- **Problem statement**
Here is a set of records. Copy them all exactly.

Start of Input material

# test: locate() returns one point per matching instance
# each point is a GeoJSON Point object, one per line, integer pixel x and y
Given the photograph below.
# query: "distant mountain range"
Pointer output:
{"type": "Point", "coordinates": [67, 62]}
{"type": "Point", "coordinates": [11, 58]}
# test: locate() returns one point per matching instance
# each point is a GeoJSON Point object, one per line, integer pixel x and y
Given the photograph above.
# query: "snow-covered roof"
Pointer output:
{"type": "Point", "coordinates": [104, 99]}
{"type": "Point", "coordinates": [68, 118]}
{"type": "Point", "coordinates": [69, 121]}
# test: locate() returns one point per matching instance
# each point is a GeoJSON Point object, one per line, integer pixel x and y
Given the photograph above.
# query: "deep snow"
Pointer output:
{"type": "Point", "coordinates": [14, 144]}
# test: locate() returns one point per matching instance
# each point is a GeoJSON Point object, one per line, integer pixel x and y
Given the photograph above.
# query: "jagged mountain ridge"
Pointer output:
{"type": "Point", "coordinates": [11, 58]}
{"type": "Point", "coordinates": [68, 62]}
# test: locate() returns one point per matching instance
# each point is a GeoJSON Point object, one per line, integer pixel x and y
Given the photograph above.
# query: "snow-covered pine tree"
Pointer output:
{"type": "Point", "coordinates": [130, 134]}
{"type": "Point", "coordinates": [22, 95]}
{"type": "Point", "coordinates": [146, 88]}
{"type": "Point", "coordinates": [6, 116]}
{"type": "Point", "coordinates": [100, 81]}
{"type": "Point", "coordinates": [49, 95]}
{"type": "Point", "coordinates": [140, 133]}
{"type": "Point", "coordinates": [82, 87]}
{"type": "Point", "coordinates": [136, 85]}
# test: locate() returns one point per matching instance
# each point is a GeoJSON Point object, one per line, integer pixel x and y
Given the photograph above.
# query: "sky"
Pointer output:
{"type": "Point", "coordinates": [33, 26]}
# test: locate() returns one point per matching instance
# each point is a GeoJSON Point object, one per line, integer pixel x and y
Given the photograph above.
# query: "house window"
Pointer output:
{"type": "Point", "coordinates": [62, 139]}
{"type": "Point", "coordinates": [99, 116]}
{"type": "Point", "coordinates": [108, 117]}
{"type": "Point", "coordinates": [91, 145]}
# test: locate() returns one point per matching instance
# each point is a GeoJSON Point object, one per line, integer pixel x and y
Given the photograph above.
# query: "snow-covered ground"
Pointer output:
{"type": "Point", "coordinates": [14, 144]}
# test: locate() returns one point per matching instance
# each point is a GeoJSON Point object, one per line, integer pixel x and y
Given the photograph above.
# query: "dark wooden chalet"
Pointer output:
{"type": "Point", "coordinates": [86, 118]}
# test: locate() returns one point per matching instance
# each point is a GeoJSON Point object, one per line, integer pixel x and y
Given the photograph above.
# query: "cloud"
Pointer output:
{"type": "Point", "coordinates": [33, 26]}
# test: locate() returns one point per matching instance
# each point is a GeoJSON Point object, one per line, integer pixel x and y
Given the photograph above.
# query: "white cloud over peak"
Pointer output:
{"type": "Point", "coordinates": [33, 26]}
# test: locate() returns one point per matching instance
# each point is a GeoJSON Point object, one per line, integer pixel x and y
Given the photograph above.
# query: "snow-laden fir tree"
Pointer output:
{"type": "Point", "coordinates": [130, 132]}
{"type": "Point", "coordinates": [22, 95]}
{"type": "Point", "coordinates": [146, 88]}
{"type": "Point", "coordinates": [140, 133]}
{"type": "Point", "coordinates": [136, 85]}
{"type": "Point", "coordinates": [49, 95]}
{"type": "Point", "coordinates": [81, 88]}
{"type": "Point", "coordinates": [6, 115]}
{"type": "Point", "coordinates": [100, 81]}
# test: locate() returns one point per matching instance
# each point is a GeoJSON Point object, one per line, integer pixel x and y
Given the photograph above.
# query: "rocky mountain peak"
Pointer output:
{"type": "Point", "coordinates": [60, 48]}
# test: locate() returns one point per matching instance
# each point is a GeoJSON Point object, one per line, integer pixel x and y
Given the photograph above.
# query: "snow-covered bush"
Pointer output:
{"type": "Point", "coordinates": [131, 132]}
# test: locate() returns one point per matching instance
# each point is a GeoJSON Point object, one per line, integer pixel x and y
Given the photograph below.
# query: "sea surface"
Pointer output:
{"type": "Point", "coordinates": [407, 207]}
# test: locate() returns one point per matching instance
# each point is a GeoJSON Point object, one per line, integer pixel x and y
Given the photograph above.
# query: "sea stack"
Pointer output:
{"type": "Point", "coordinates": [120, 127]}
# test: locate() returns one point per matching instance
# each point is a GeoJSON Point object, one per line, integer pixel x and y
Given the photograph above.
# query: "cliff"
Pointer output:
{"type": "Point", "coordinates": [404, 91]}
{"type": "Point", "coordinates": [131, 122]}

End of Input material

- **Written solution**
# test: locate() returns one point per matching instance
# each point is a GeoJSON Point object, one per line, integer pixel x and y
Given the photograph below.
# query: "distant mountain range"
Pointer output:
{"type": "Point", "coordinates": [67, 62]}
{"type": "Point", "coordinates": [11, 58]}
# test: locate() returns one point per matching instance
# each point is a GeoJSON Point object, one per line, integer pixel x and y
Given the photograph above.
# query: "snow-covered roof"
Pointer output:
{"type": "Point", "coordinates": [104, 99]}
{"type": "Point", "coordinates": [68, 118]}
{"type": "Point", "coordinates": [69, 121]}
# test: locate() returns one point per matching instance
# each point is a GeoJSON Point object, one per line, integer pixel x and y
Given the photograph above.
# query: "deep snow"
Pointer output:
{"type": "Point", "coordinates": [14, 144]}
# test: locate() returns one point per matching instance
# each point is a GeoJSON Point object, one per line, integer pixel x and y
Given the photograph above.
# query: "jagged mountain ridge"
Pointer output:
{"type": "Point", "coordinates": [11, 58]}
{"type": "Point", "coordinates": [68, 62]}
# test: locate() returns one point per matching instance
# each point is a GeoJSON Point object, one per line, integer pixel x and y
Given the photograph above.
# query: "snow-covered pine tree"
Pointer output:
{"type": "Point", "coordinates": [130, 134]}
{"type": "Point", "coordinates": [22, 95]}
{"type": "Point", "coordinates": [146, 88]}
{"type": "Point", "coordinates": [6, 116]}
{"type": "Point", "coordinates": [100, 81]}
{"type": "Point", "coordinates": [49, 95]}
{"type": "Point", "coordinates": [140, 133]}
{"type": "Point", "coordinates": [82, 87]}
{"type": "Point", "coordinates": [136, 85]}
# test: locate() returns one point per matching instance
# each point is a GeoJSON Point object, one per line, integer pixel x and y
Given the photograph above.
# query: "sky"
Pointer output:
{"type": "Point", "coordinates": [33, 26]}
# test: locate() returns one point per matching instance
# each point is a GeoJSON Point object, one per line, integer pixel x and y
Given the photograph above.
# query: "house window"
Pointer output:
{"type": "Point", "coordinates": [62, 139]}
{"type": "Point", "coordinates": [99, 116]}
{"type": "Point", "coordinates": [108, 117]}
{"type": "Point", "coordinates": [91, 145]}
# test: locate() returns one point per matching instance
# each point is a GeoJSON Point object, one per line, integer pixel x and y
Given the photograph above.
# query: "snow-covered ground"
Pointer output:
{"type": "Point", "coordinates": [14, 144]}
# test: locate() returns one point per matching instance
# each point is a GeoJSON Point object, one per line, integer pixel x and y
Given the photograph above.
# query: "dark wooden chalet"
Pointer output:
{"type": "Point", "coordinates": [86, 118]}
# test: locate() returns one point per matching instance
# each point is a GeoJSON Point object, one per line, integer pixel x and y
Given the photograph above.
# query: "cloud"
Pointer output:
{"type": "Point", "coordinates": [33, 26]}
# test: locate() returns one point per matching instance
# each point is a GeoJSON Point object, one per line, integer pixel x and y
Given the photograph above.
# query: "white cloud over peak"
Pointer output:
{"type": "Point", "coordinates": [33, 26]}
# test: locate() returns one point per matching instance
# each point is a GeoJSON Point object, one per line, integer pixel x and y
Given the photograph above.
# query: "snow-laden fir tree"
Pointer output:
{"type": "Point", "coordinates": [130, 132]}
{"type": "Point", "coordinates": [22, 95]}
{"type": "Point", "coordinates": [146, 88]}
{"type": "Point", "coordinates": [140, 133]}
{"type": "Point", "coordinates": [136, 85]}
{"type": "Point", "coordinates": [49, 95]}
{"type": "Point", "coordinates": [81, 88]}
{"type": "Point", "coordinates": [6, 115]}
{"type": "Point", "coordinates": [100, 81]}
# test: locate() returns one point per matching instance
# each point is a GeoJSON Point object, one per line, integer pixel x and y
Given the photograph above.
# query: "rocky mountain peak"
Pointer output:
{"type": "Point", "coordinates": [60, 48]}
# test: locate() returns one point per matching instance
# each point is a GeoJSON Point object, one per line, integer pixel x and y
Given the photograph above.
# query: "snow-covered bush"
Pointer output:
{"type": "Point", "coordinates": [131, 132]}
# test: locate() returns one point per matching instance
# each point is a GeoJSON Point object, one per line, integer pixel x and y
Given the photograph below.
# query: "sea surface"
Pointer output:
{"type": "Point", "coordinates": [407, 207]}
# test: locate() returns one point per matching instance
# each point is a GeoJSON Point object, one per line, integer pixel x and y
Given the photograph above.
# query: "sea stack"
Pointer output:
{"type": "Point", "coordinates": [120, 127]}
# test: locate() returns one point per matching instance
# each point is a GeoJSON Point object, one per line, integer pixel x and y
Given the photograph above.
# query: "cliff"
Pointer output:
{"type": "Point", "coordinates": [404, 91]}
{"type": "Point", "coordinates": [131, 122]}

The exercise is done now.